EXERCISE DESCRIPTION:
The answer must be a word-for-word copy of the records below, with every picture left out.

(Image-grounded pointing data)
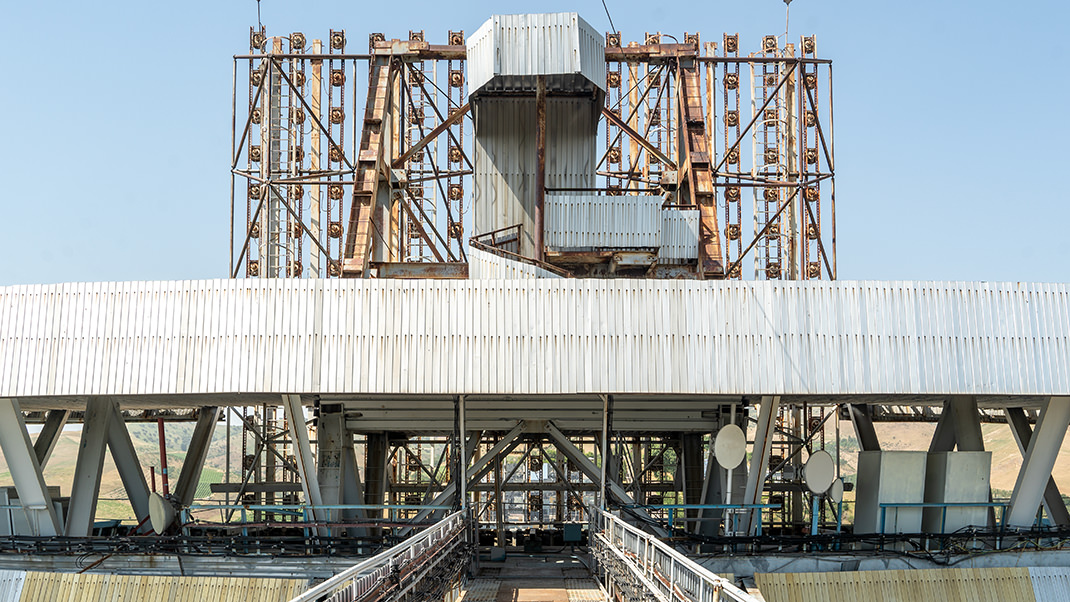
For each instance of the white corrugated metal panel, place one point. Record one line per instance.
(505, 160)
(535, 44)
(535, 336)
(679, 234)
(485, 265)
(581, 221)
(480, 48)
(1050, 584)
(11, 585)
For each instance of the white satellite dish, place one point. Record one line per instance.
(730, 446)
(161, 513)
(836, 492)
(819, 472)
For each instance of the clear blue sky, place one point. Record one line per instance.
(950, 125)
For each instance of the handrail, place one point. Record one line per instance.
(364, 576)
(666, 573)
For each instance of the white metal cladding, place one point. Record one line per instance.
(536, 44)
(1050, 584)
(505, 160)
(679, 234)
(534, 336)
(580, 221)
(485, 265)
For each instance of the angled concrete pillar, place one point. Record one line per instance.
(50, 434)
(303, 452)
(967, 423)
(1039, 461)
(944, 435)
(1023, 434)
(185, 490)
(26, 471)
(87, 473)
(130, 467)
(760, 456)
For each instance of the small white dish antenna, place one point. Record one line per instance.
(730, 446)
(161, 513)
(819, 472)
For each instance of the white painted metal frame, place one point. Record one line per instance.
(363, 577)
(669, 575)
(26, 471)
(1038, 462)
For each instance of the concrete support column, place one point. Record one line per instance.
(967, 423)
(331, 438)
(185, 489)
(760, 457)
(1023, 434)
(944, 435)
(87, 473)
(26, 471)
(127, 464)
(303, 452)
(1039, 461)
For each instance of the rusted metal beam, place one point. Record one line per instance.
(651, 52)
(419, 227)
(651, 148)
(398, 163)
(700, 182)
(368, 167)
(412, 269)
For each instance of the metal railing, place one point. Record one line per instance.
(641, 567)
(394, 572)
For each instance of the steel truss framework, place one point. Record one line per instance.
(330, 195)
(350, 478)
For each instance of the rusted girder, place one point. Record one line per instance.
(652, 52)
(697, 175)
(368, 167)
(398, 163)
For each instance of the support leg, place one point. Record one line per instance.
(50, 434)
(760, 457)
(87, 472)
(1039, 461)
(127, 464)
(864, 428)
(185, 490)
(303, 451)
(26, 471)
(944, 435)
(1023, 434)
(967, 423)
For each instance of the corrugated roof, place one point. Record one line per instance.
(534, 337)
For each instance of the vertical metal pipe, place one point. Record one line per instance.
(607, 423)
(831, 167)
(233, 124)
(540, 168)
(462, 456)
(163, 457)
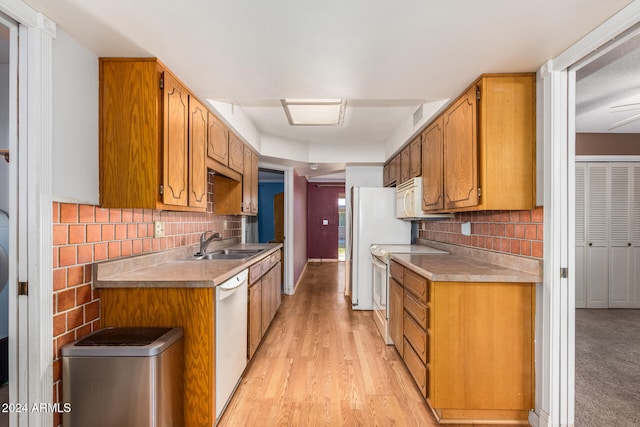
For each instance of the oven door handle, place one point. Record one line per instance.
(378, 263)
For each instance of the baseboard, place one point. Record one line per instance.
(4, 360)
(304, 269)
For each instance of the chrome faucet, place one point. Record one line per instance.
(204, 241)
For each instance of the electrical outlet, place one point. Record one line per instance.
(158, 229)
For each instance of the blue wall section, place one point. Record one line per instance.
(266, 191)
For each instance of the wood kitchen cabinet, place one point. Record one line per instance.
(151, 138)
(396, 298)
(432, 161)
(197, 154)
(264, 299)
(238, 197)
(236, 153)
(469, 346)
(411, 161)
(488, 148)
(193, 309)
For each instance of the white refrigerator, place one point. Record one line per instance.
(372, 220)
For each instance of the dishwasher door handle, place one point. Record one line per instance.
(230, 285)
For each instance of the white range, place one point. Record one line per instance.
(380, 273)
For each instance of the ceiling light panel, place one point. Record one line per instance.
(314, 112)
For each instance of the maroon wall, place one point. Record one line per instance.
(323, 205)
(299, 225)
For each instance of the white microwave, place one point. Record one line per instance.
(409, 201)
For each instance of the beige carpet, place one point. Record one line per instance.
(607, 368)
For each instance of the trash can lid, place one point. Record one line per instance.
(124, 342)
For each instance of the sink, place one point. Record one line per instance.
(228, 254)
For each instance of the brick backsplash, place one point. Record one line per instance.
(84, 234)
(512, 232)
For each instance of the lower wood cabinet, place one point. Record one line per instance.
(396, 296)
(469, 346)
(193, 309)
(264, 299)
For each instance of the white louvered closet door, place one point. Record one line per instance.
(620, 253)
(580, 282)
(635, 238)
(596, 236)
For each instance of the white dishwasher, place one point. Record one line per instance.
(231, 337)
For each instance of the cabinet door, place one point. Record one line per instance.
(415, 158)
(277, 278)
(432, 174)
(405, 164)
(460, 129)
(254, 183)
(247, 177)
(218, 141)
(267, 299)
(597, 230)
(197, 162)
(385, 175)
(254, 327)
(175, 142)
(236, 153)
(396, 294)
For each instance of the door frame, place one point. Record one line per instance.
(31, 317)
(556, 396)
(289, 286)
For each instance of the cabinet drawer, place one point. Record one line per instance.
(274, 257)
(418, 310)
(416, 368)
(416, 336)
(266, 264)
(416, 285)
(255, 272)
(396, 271)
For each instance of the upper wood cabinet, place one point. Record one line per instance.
(231, 197)
(461, 152)
(411, 161)
(147, 156)
(197, 157)
(488, 148)
(405, 158)
(218, 141)
(250, 182)
(236, 153)
(432, 175)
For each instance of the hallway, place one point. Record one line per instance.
(321, 363)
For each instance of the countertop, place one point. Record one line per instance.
(471, 266)
(175, 268)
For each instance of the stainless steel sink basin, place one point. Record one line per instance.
(229, 254)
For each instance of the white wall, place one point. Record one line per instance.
(75, 121)
(4, 182)
(235, 117)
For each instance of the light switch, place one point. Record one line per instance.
(466, 228)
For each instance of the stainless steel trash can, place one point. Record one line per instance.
(124, 377)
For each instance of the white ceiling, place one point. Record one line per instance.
(384, 57)
(612, 80)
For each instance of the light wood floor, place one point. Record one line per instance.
(321, 363)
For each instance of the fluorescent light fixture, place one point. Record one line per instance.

PROBLEM SOLUTION:
For each instance of the white corrugated metal panel, place one point. Record one line per instance.
(505, 160)
(535, 44)
(535, 336)
(679, 234)
(485, 265)
(581, 221)
(480, 48)
(1050, 584)
(11, 585)
For each instance of the white satellite dish, place one point. Record one line per instance.
(730, 446)
(161, 513)
(836, 492)
(819, 472)
For each instance of the clear blue sky, place one point. Record one line per instance.
(950, 125)
For each instance of the handrail, place one point. Record one line per instance.
(364, 576)
(666, 573)
For each instance of the white metal cladding, place one point. Record one line per instance.
(536, 44)
(1050, 584)
(505, 160)
(679, 234)
(534, 336)
(580, 221)
(485, 265)
For each instance of the angled concrete pillar, place one point. Record one line per instance.
(50, 434)
(303, 452)
(967, 423)
(1039, 461)
(944, 435)
(1023, 434)
(185, 490)
(26, 471)
(87, 473)
(130, 467)
(760, 456)
For each instance of the small white dish antenna, place one point. Record one line per instance.
(730, 446)
(161, 513)
(819, 472)
For each instance of the white painted metal frame, place one point. Record one line per instance.
(363, 577)
(669, 575)
(26, 471)
(1038, 462)
For each instance of the concrete support column, place one point. Record one line per instance.
(967, 423)
(331, 438)
(185, 489)
(760, 457)
(1023, 434)
(944, 435)
(87, 473)
(26, 471)
(127, 464)
(303, 452)
(1039, 461)
For each instance of the rusted metal beam, place one point. Record one line per instance.
(651, 52)
(419, 227)
(651, 148)
(398, 163)
(700, 182)
(368, 167)
(412, 269)
For each instance of the metal railing, place one point. Record one line per instance.
(641, 567)
(394, 572)
For each instance of the steel truss framework, place one point. Record one line per instance.
(330, 195)
(350, 478)
For each instance of the rusted girder, place one point. Record one line per instance.
(652, 52)
(697, 175)
(368, 167)
(398, 163)
For each instance of the support leg, place one point. Record one line per instance.
(50, 434)
(760, 457)
(87, 472)
(1039, 461)
(127, 464)
(864, 428)
(185, 490)
(303, 451)
(26, 471)
(944, 435)
(1023, 434)
(967, 423)
For each instance of the corrugated roof, place one point. Record one line per instance.
(534, 337)
For each instance of the vertical metal pipe, place one point. Record one line per instance.
(607, 423)
(831, 167)
(233, 124)
(540, 168)
(462, 456)
(163, 457)
For each instance of the oven door handle, place one point. Record one line per instance.
(378, 263)
For each instance of the baseboard, place one point. Record one line per instance.
(4, 360)
(304, 269)
For each instance of the chrome faucet, place one point. Record one line per instance.
(204, 241)
For each instance of the electrical outlet, place one point. Record one line per instance.
(158, 229)
For each instance of the blue wall section, place one point. Record one line per instance.
(266, 191)
For each instance of the wood kitchen cabinet, place one point. Record one line per instance.
(151, 138)
(396, 298)
(432, 161)
(197, 154)
(264, 299)
(238, 197)
(236, 153)
(469, 346)
(411, 161)
(488, 148)
(193, 309)
For each instance of the white refrigerator, place one point. Record one line per instance.
(372, 220)
For each instance of the dishwasher door handle, place one point. Record one line per instance.
(230, 285)
For each instance of the white range, place one point. Record one line per instance.
(380, 273)
For each instance of the ceiling light panel, place one point. Record one line per instance.
(314, 112)
For each instance of the maroon wall, place one point. Record one line per instance.
(323, 205)
(299, 225)
For each instance of the white microwave, place one point. Record one line per instance.
(409, 201)
For each instance of the beige carpet, place one point. Record one line per instance.
(607, 368)
For each instance of the trash can lid, place one point. Record one line per instance.
(124, 342)
For each instance of the sink, place one point. Record one line per instance.
(228, 254)
For each instance of the brick backsplash, place one point. Record one line per instance.
(84, 234)
(512, 232)
For each instance of the lower wood cabinet, place one point. Record one line per instance.
(396, 296)
(469, 346)
(193, 309)
(264, 299)
For each instance of the white louvered closet door, place one point. Record one line per instance.
(620, 253)
(580, 282)
(635, 238)
(596, 236)
For each instance of the white dishwasher, place one point. Record one line per instance.
(231, 337)
For each instance of the cabinet door, place one point. Record one line per instance.
(415, 158)
(277, 278)
(432, 174)
(405, 164)
(460, 129)
(254, 183)
(247, 177)
(218, 141)
(267, 299)
(597, 230)
(197, 162)
(385, 175)
(254, 327)
(175, 142)
(236, 153)
(396, 294)
For each instance of the door frame, place one point. Record one line per instance.
(31, 317)
(556, 396)
(289, 286)
For each instance of the cabinet drawer, place one point. Record one line per instance.
(274, 257)
(418, 310)
(416, 368)
(416, 336)
(266, 264)
(416, 285)
(255, 272)
(396, 271)
For each instance of the upper wood cabinet, place one point. Record one line per instance.
(231, 197)
(461, 152)
(411, 161)
(147, 156)
(197, 157)
(488, 148)
(405, 158)
(218, 141)
(250, 182)
(236, 153)
(432, 175)
For each instance of the hallway, place one point. Record one line per instance.
(321, 363)
For each instance of the countertop, place one point. Record one line per instance.
(471, 266)
(175, 268)
For each instance of the stainless steel sink basin, place one point. Record one line per instance.
(229, 254)
For each instance of the white wall, place one point. Record one line per instance.
(75, 121)
(4, 182)
(235, 117)
For each instance of the light switch, place one point. Record one line per instance.
(466, 228)
For each instance of the stainless steel trash can, place one point. Record one line per instance.
(124, 377)
For each instance of the white ceiling, place one point. Record one line per instance.
(384, 57)
(612, 80)
For each instance of the light wood floor, place one point. Record one line per instance.
(321, 363)
For each instance of the fluorescent light fixture, place one point. Record one line per instance.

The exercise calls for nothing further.